■ **WHAT THIS TASK INVOLVES**
Rewrite the records from the line containing "An instance of the distant" through the end, replacing "distant tree" with "far-off tree" and leaving everything else unchanged.

■ **GIVEN ENTRIES**
---
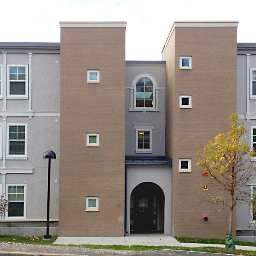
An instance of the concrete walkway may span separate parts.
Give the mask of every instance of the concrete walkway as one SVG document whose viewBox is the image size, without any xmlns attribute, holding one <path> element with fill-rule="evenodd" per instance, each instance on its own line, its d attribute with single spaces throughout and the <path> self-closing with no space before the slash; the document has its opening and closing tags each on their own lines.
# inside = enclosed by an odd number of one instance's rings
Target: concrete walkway
<svg viewBox="0 0 256 256">
<path fill-rule="evenodd" d="M 123 237 L 60 237 L 55 244 L 97 244 L 102 245 L 147 245 L 148 246 L 180 246 L 180 247 L 221 247 L 225 244 L 180 243 L 171 236 L 163 234 L 132 234 Z M 256 247 L 236 245 L 237 250 L 256 251 Z"/>
</svg>

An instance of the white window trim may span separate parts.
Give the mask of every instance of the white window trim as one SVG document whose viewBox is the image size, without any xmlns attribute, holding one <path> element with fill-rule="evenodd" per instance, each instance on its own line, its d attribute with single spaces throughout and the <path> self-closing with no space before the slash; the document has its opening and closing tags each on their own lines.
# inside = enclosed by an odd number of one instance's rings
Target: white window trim
<svg viewBox="0 0 256 256">
<path fill-rule="evenodd" d="M 253 71 L 256 71 L 256 68 L 250 69 L 250 99 L 256 99 L 256 95 L 253 95 Z"/>
<path fill-rule="evenodd" d="M 251 126 L 250 129 L 250 150 L 251 151 L 253 150 L 253 129 L 256 129 L 256 126 Z M 251 162 L 256 162 L 256 157 L 251 157 Z"/>
<path fill-rule="evenodd" d="M 23 217 L 8 217 L 8 213 L 6 214 L 6 220 L 25 220 L 26 218 L 26 184 L 6 184 L 5 197 L 8 200 L 8 187 L 12 186 L 24 186 L 24 216 Z"/>
<path fill-rule="evenodd" d="M 89 200 L 96 199 L 96 207 L 89 207 Z M 97 196 L 87 196 L 85 203 L 85 211 L 86 212 L 98 212 L 99 211 L 99 197 Z"/>
<path fill-rule="evenodd" d="M 29 69 L 28 65 L 7 65 L 7 99 L 27 99 L 29 92 Z M 25 67 L 26 68 L 26 81 L 25 82 L 25 95 L 10 95 L 10 67 Z"/>
<path fill-rule="evenodd" d="M 183 105 L 182 99 L 186 98 L 189 99 L 188 105 Z M 191 95 L 180 95 L 180 108 L 192 108 L 192 96 Z"/>
<path fill-rule="evenodd" d="M 153 83 L 153 107 L 152 108 L 139 108 L 136 107 L 136 84 L 137 81 L 142 77 L 146 77 L 149 79 Z M 158 88 L 157 82 L 155 78 L 149 74 L 141 74 L 135 76 L 131 82 L 131 106 L 129 111 L 158 111 L 159 109 L 158 108 L 158 101 L 159 96 L 158 90 L 157 89 Z M 157 92 L 156 91 L 157 90 Z M 132 99 L 132 100 L 131 99 Z"/>
<path fill-rule="evenodd" d="M 0 160 L 3 159 L 3 124 L 0 123 Z"/>
<path fill-rule="evenodd" d="M 152 153 L 152 133 L 153 129 L 154 128 L 154 125 L 134 125 L 134 128 L 136 129 L 136 153 Z M 149 131 L 149 148 L 138 148 L 138 131 Z"/>
<path fill-rule="evenodd" d="M 90 136 L 96 136 L 96 143 L 89 143 Z M 87 133 L 86 134 L 86 146 L 87 147 L 99 147 L 99 134 L 98 133 Z"/>
<path fill-rule="evenodd" d="M 188 168 L 187 169 L 181 169 L 181 161 L 187 161 L 188 162 Z M 191 159 L 189 158 L 180 158 L 179 159 L 179 172 L 191 172 Z"/>
<path fill-rule="evenodd" d="M 0 65 L 0 81 L 1 86 L 0 87 L 0 99 L 3 98 L 3 65 Z"/>
<path fill-rule="evenodd" d="M 28 124 L 6 124 L 6 158 L 7 160 L 26 160 L 28 159 Z M 23 155 L 10 154 L 9 152 L 9 128 L 10 126 L 22 125 L 25 126 L 25 154 Z"/>
<path fill-rule="evenodd" d="M 182 59 L 189 60 L 189 67 L 182 67 Z M 192 69 L 192 57 L 189 56 L 180 56 L 180 69 Z"/>
<path fill-rule="evenodd" d="M 90 79 L 90 73 L 97 73 L 97 80 L 91 80 Z M 87 70 L 87 83 L 99 83 L 99 70 Z"/>
</svg>

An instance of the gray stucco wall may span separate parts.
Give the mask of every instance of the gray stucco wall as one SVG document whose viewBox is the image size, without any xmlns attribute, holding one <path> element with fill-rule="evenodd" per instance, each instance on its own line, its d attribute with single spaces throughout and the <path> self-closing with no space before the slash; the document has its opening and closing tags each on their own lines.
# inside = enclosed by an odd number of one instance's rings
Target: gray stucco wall
<svg viewBox="0 0 256 256">
<path fill-rule="evenodd" d="M 17 50 L 17 53 L 8 53 L 7 64 L 28 65 L 29 54 L 24 53 L 24 50 Z M 29 87 L 32 88 L 32 96 L 28 99 L 7 99 L 6 100 L 6 123 L 27 124 L 27 159 L 6 160 L 7 169 L 33 169 L 32 173 L 7 173 L 5 175 L 6 184 L 26 184 L 26 220 L 45 220 L 47 216 L 47 201 L 48 178 L 48 160 L 43 159 L 44 153 L 48 150 L 55 152 L 57 159 L 51 161 L 51 195 L 50 219 L 58 220 L 58 186 L 59 166 L 59 134 L 60 105 L 60 56 L 58 51 L 52 52 L 51 50 L 37 49 L 36 53 L 32 54 L 32 83 Z M 2 50 L 0 52 L 6 52 Z M 33 53 L 33 50 L 27 49 L 27 52 Z M 0 58 L 0 64 L 3 64 L 3 55 Z M 8 79 L 8 77 L 7 78 Z M 6 85 L 4 85 L 6 86 Z M 0 99 L 0 123 L 4 124 L 2 111 L 3 99 Z M 34 116 L 29 110 L 29 102 L 32 100 L 32 111 Z M 14 116 L 10 116 L 10 114 Z M 19 116 L 19 111 L 27 116 Z M 6 134 L 8 132 L 8 130 Z M 3 140 L 3 137 L 0 138 Z M 6 145 L 3 145 L 5 147 Z M 2 166 L 3 160 L 0 160 L 0 172 L 5 169 Z M 1 177 L 2 176 L 2 177 Z M 2 183 L 0 175 L 0 183 Z M 4 184 L 4 183 L 3 183 Z M 6 192 L 7 193 L 7 192 Z M 31 225 L 33 225 L 33 222 Z M 8 230 L 5 233 L 12 232 Z M 40 234 L 45 228 L 37 227 L 35 229 L 29 227 L 14 228 L 14 232 L 21 232 L 17 229 L 27 229 L 26 234 Z M 54 227 L 55 233 L 57 227 Z M 37 230 L 36 229 L 38 229 Z M 16 231 L 15 231 L 16 230 Z M 30 230 L 30 231 L 29 231 Z M 34 231 L 33 231 L 34 230 Z"/>
<path fill-rule="evenodd" d="M 146 73 L 156 79 L 159 90 L 159 107 L 160 112 L 129 111 L 131 107 L 130 89 L 126 89 L 125 103 L 125 155 L 165 155 L 165 65 L 126 64 L 126 86 L 132 86 L 134 78 L 140 74 Z M 152 153 L 136 153 L 136 130 L 133 125 L 154 125 L 152 131 Z"/>
<path fill-rule="evenodd" d="M 126 229 L 130 233 L 131 195 L 134 188 L 143 182 L 152 182 L 163 190 L 165 197 L 164 234 L 171 235 L 172 169 L 167 166 L 128 166 Z"/>
</svg>

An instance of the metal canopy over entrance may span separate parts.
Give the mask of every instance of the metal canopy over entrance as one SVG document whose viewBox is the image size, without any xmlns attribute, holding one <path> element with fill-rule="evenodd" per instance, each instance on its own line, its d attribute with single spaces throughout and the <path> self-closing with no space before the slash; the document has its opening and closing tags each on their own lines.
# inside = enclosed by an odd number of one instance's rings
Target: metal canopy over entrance
<svg viewBox="0 0 256 256">
<path fill-rule="evenodd" d="M 164 195 L 152 182 L 137 186 L 131 195 L 131 233 L 163 233 Z"/>
</svg>

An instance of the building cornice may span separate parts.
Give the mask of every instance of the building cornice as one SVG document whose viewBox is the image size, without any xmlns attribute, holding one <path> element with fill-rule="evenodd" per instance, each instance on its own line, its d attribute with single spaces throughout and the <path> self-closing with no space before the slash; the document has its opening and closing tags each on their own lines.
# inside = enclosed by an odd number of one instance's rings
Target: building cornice
<svg viewBox="0 0 256 256">
<path fill-rule="evenodd" d="M 63 27 L 125 27 L 126 21 L 60 21 Z"/>
<path fill-rule="evenodd" d="M 217 20 L 217 21 L 174 21 L 170 33 L 164 44 L 161 53 L 167 45 L 170 38 L 175 27 L 237 27 L 238 20 Z"/>
</svg>

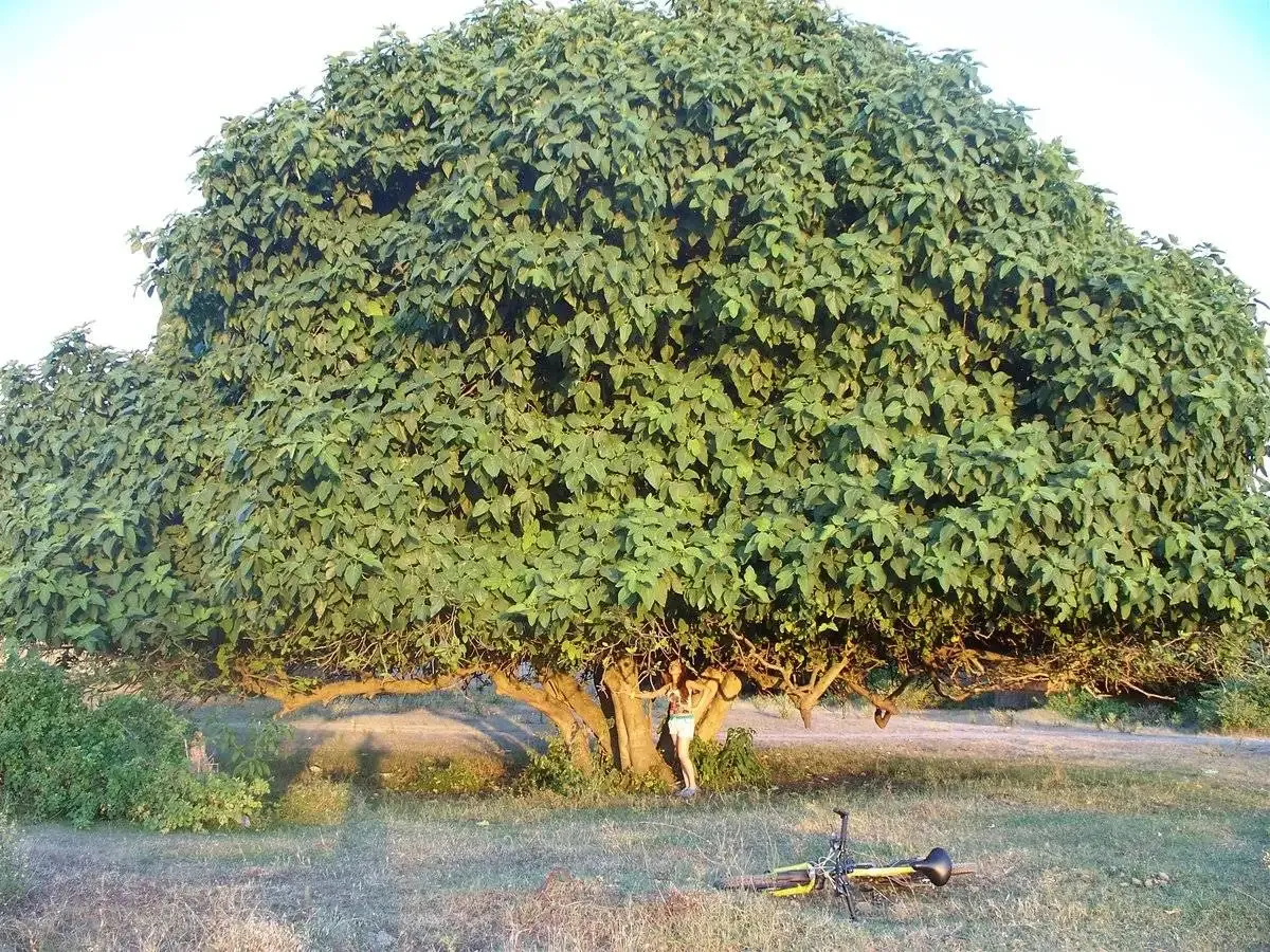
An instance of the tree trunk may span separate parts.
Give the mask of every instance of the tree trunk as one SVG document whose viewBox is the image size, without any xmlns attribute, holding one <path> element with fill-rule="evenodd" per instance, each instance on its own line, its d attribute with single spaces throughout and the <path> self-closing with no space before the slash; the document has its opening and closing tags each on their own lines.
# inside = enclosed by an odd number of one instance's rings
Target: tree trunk
<svg viewBox="0 0 1270 952">
<path fill-rule="evenodd" d="M 704 680 L 714 684 L 714 696 L 697 718 L 697 736 L 705 740 L 714 740 L 723 730 L 723 721 L 732 710 L 733 702 L 740 697 L 740 678 L 732 671 L 721 671 L 715 668 L 705 673 Z"/>
<path fill-rule="evenodd" d="M 672 779 L 671 765 L 658 753 L 653 726 L 639 698 L 639 668 L 624 658 L 608 665 L 601 675 L 605 707 L 612 712 L 613 758 L 622 773 L 648 773 Z"/>
<path fill-rule="evenodd" d="M 544 673 L 542 683 L 561 703 L 573 708 L 574 715 L 599 744 L 605 757 L 612 760 L 613 743 L 599 702 L 587 693 L 577 678 L 564 671 Z"/>
</svg>

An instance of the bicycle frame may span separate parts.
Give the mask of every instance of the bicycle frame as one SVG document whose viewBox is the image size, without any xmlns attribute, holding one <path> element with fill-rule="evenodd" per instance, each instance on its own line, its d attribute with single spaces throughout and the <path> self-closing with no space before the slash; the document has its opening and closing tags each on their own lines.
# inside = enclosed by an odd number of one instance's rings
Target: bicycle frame
<svg viewBox="0 0 1270 952">
<path fill-rule="evenodd" d="M 773 896 L 805 896 L 827 885 L 833 886 L 836 895 L 847 900 L 847 913 L 856 919 L 856 901 L 851 892 L 852 880 L 886 880 L 900 876 L 913 876 L 918 869 L 909 863 L 897 863 L 894 866 L 874 866 L 872 863 L 857 863 L 847 853 L 847 824 L 851 814 L 846 810 L 834 810 L 842 817 L 842 829 L 832 840 L 832 849 L 828 856 L 814 863 L 798 863 L 795 866 L 781 866 L 771 872 L 806 871 L 806 882 L 795 886 L 772 890 Z"/>
</svg>

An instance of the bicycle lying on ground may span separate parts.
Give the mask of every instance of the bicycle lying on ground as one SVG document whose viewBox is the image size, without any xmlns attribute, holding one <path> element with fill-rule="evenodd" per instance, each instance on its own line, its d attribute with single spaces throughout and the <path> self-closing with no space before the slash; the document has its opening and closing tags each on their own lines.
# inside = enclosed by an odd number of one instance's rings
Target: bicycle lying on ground
<svg viewBox="0 0 1270 952">
<path fill-rule="evenodd" d="M 725 890 L 749 890 L 773 896 L 803 896 L 823 889 L 833 889 L 834 895 L 847 900 L 847 913 L 856 918 L 852 894 L 860 886 L 902 885 L 930 882 L 945 886 L 954 876 L 975 872 L 972 863 L 954 863 L 947 850 L 936 847 L 922 859 L 897 859 L 884 866 L 860 863 L 847 852 L 846 810 L 834 810 L 842 817 L 842 830 L 829 842 L 829 854 L 813 863 L 782 866 L 757 876 L 733 876 L 720 885 Z"/>
</svg>

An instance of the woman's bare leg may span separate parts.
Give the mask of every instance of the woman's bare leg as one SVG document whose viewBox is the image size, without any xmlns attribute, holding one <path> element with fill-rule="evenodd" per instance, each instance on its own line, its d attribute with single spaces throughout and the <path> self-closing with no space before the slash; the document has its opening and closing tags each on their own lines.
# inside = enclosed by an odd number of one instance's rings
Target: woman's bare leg
<svg viewBox="0 0 1270 952">
<path fill-rule="evenodd" d="M 692 757 L 688 753 L 691 745 L 691 737 L 685 737 L 682 734 L 674 736 L 674 751 L 679 755 L 679 768 L 683 772 L 685 790 L 693 790 L 697 786 L 697 772 L 692 767 Z"/>
</svg>

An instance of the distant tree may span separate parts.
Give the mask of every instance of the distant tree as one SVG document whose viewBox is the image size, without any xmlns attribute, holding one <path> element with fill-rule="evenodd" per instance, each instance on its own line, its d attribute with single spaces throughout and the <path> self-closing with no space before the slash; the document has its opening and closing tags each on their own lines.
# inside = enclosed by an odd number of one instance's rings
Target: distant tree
---
■ **SOLUTION FOR THIS TASK**
An instance of the far-off tree may span separate parts.
Give the mask of every instance of the far-off tree as one SVG document whose viewBox is the image size, without any xmlns attribute, holding one <path> element with fill-rule="evenodd" per instance, each instance on its own line, its d attribute with single spaces throughout and the <path> self-closing with no space before the slash; the document has its opening and closing tags each on their own lines.
# inside = enclosed by an odd number of one instance's rings
Target: far-off tree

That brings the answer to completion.